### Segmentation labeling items
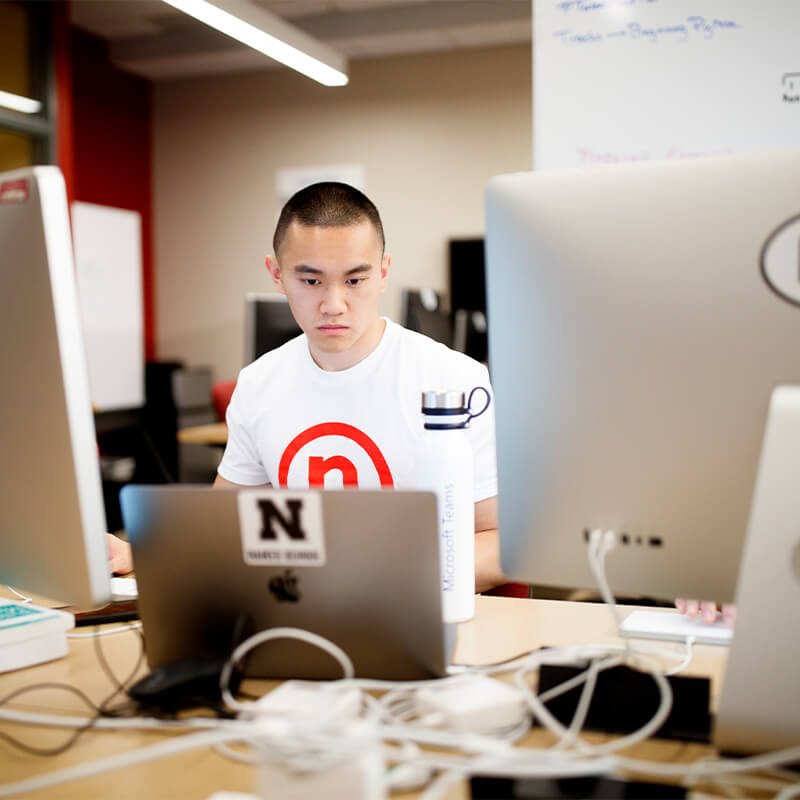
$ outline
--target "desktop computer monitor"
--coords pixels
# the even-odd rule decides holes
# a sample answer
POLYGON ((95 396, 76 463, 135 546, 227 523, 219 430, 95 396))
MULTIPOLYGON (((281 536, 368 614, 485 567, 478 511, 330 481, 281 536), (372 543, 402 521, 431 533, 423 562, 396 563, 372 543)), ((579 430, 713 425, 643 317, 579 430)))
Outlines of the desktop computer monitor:
POLYGON ((102 606, 103 493, 58 168, 0 174, 0 253, 0 583, 102 606))
POLYGON ((593 588, 613 530, 613 591, 736 599, 723 743, 797 744, 797 468, 781 525, 750 514, 773 390, 800 386, 800 152, 497 176, 486 222, 503 570, 593 588))
POLYGON ((400 301, 403 327, 453 346, 453 325, 444 310, 444 296, 430 288, 403 289, 400 301))
POLYGON ((245 298, 245 364, 301 333, 285 295, 251 292, 245 298))

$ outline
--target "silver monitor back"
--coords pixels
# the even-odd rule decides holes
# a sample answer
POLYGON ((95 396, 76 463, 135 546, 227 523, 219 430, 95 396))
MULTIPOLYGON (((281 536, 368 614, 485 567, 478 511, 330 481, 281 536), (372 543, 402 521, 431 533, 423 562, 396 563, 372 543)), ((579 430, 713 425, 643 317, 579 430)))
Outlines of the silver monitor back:
POLYGON ((286 295, 276 293, 248 292, 244 327, 245 364, 302 333, 286 295))
POLYGON ((0 252, 0 582, 104 605, 105 512, 58 168, 0 175, 0 252))
POLYGON ((510 578, 734 596, 767 420, 800 384, 800 153, 520 173, 487 189, 510 578))

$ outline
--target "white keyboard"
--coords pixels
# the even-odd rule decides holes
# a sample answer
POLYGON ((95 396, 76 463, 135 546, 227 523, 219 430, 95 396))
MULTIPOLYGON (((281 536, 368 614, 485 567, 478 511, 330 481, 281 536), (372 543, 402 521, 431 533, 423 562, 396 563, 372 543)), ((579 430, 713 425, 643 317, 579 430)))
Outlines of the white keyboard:
POLYGON ((676 611, 632 611, 623 621, 624 636, 638 639, 663 639, 685 642, 690 637, 697 644, 729 645, 733 628, 721 619, 703 622, 699 617, 687 617, 676 611))
POLYGON ((136 600, 137 597, 139 597, 139 590, 136 587, 136 578, 111 579, 111 599, 113 601, 136 600))

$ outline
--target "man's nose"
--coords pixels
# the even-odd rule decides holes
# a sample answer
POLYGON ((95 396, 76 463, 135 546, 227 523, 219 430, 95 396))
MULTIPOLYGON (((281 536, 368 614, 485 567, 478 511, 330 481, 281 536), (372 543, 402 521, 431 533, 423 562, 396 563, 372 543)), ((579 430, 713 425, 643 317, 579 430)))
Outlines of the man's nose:
POLYGON ((324 314, 343 314, 347 310, 344 288, 331 286, 325 292, 320 308, 324 314))

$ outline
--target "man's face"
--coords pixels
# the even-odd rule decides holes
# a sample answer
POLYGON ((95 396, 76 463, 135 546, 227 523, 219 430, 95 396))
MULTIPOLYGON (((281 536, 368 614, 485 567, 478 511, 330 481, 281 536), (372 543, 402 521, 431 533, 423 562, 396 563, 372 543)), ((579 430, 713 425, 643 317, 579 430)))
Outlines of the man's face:
POLYGON ((314 360, 341 370, 366 358, 383 334, 378 299, 389 256, 369 220, 346 227, 289 226, 267 268, 308 337, 314 360))

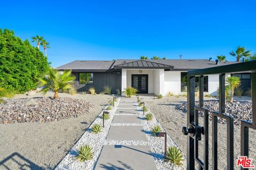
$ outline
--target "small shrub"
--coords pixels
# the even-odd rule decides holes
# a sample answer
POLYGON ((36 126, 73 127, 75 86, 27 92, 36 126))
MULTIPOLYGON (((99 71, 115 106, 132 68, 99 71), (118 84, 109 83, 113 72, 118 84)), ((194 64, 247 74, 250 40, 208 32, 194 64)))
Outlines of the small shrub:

### Goal
Exclude every picture and copy the remaining data exactly.

### The answer
$ outline
--target "desktop computer monitor"
--coords pixels
# the even-odd rule decides holes
# a sample answer
POLYGON ((95 396, 76 463, 135 546, 227 523, 219 430, 95 396))
MULTIPOLYGON (((281 536, 368 614, 485 567, 478 511, 330 481, 281 536), (372 543, 402 521, 431 533, 423 562, 396 563, 372 543)), ((579 430, 713 425, 643 317, 579 430)))
Outlines of the desktop computer monitor:
POLYGON ((102 606, 103 493, 58 168, 0 174, 0 253, 0 583, 102 606))
POLYGON ((593 588, 613 530, 613 591, 736 599, 723 743, 797 744, 797 468, 781 525, 750 514, 773 390, 800 386, 800 152, 497 176, 486 222, 503 570, 593 588))
POLYGON ((400 301, 403 327, 453 346, 453 325, 444 310, 444 296, 430 288, 403 289, 400 301))
POLYGON ((245 298, 245 364, 301 333, 285 295, 251 292, 245 298))

$ outline
--target "silver monitor back"
--coords pixels
# the even-odd rule decides holes
# a sample answer
POLYGON ((95 396, 76 463, 135 546, 227 523, 219 430, 95 396))
MULTIPOLYGON (((281 536, 368 614, 485 567, 478 511, 330 481, 281 536), (372 543, 402 521, 431 533, 423 562, 396 563, 372 543)), ((579 430, 713 425, 643 317, 579 430)))
Outlines of the silver monitor back:
POLYGON ((286 295, 276 293, 248 292, 244 327, 245 364, 302 333, 286 295))
POLYGON ((0 252, 0 582, 104 605, 105 512, 58 168, 0 175, 0 252))
POLYGON ((510 578, 734 596, 767 420, 800 384, 800 153, 520 173, 487 189, 510 578))

$ outline
--target "white keyboard"
--coords pixels
# the even-odd rule decides holes
# a sample answer
POLYGON ((95 396, 76 463, 135 546, 227 523, 219 430, 95 396))
MULTIPOLYGON (((281 536, 368 614, 485 567, 478 511, 330 481, 281 536), (372 543, 402 521, 431 533, 423 562, 396 563, 372 543)), ((579 430, 713 425, 643 317, 579 430)))
Outlines of the white keyboard:
POLYGON ((676 611, 632 611, 623 621, 624 636, 638 639, 663 639, 685 642, 690 637, 697 644, 729 645, 733 628, 721 619, 703 622, 699 617, 687 617, 676 611))
POLYGON ((136 600, 137 597, 139 597, 139 590, 136 587, 136 578, 111 579, 111 599, 113 601, 136 600))

$ outline
--target "man's nose"
--coords pixels
# the even-odd rule decides holes
# a sample answer
POLYGON ((95 396, 76 463, 135 546, 227 523, 219 430, 95 396))
MULTIPOLYGON (((281 536, 368 614, 485 567, 478 511, 330 481, 281 536), (372 543, 402 521, 431 533, 423 562, 396 563, 372 543)), ((579 430, 713 425, 643 317, 579 430)))
Outlines of the man's nose:
POLYGON ((324 314, 343 314, 347 310, 344 288, 331 286, 325 292, 320 308, 324 314))

$ outline
--target "man's face"
--coords pixels
# the even-odd rule decides holes
# a sample answer
POLYGON ((95 396, 76 463, 135 546, 227 523, 219 430, 95 396))
MULTIPOLYGON (((281 536, 368 614, 485 567, 478 511, 330 481, 281 536), (372 543, 402 521, 431 533, 423 562, 396 563, 372 543)), ((579 430, 713 425, 643 317, 579 430)))
Outlines of the man's face:
POLYGON ((314 360, 341 370, 366 358, 383 334, 378 299, 389 256, 369 220, 346 227, 289 226, 267 268, 308 337, 314 360))

$ outline
--target "small shrub"
--coords pixels
# the even-odd rule decides holes
# a sample answer
POLYGON ((36 126, 73 127, 75 86, 27 92, 36 126))
MULTIPOLYGON (((99 71, 115 106, 132 68, 99 71), (118 84, 109 83, 113 72, 118 84)), ((194 64, 247 74, 250 40, 208 32, 194 64)))
Outlines of the small shrub:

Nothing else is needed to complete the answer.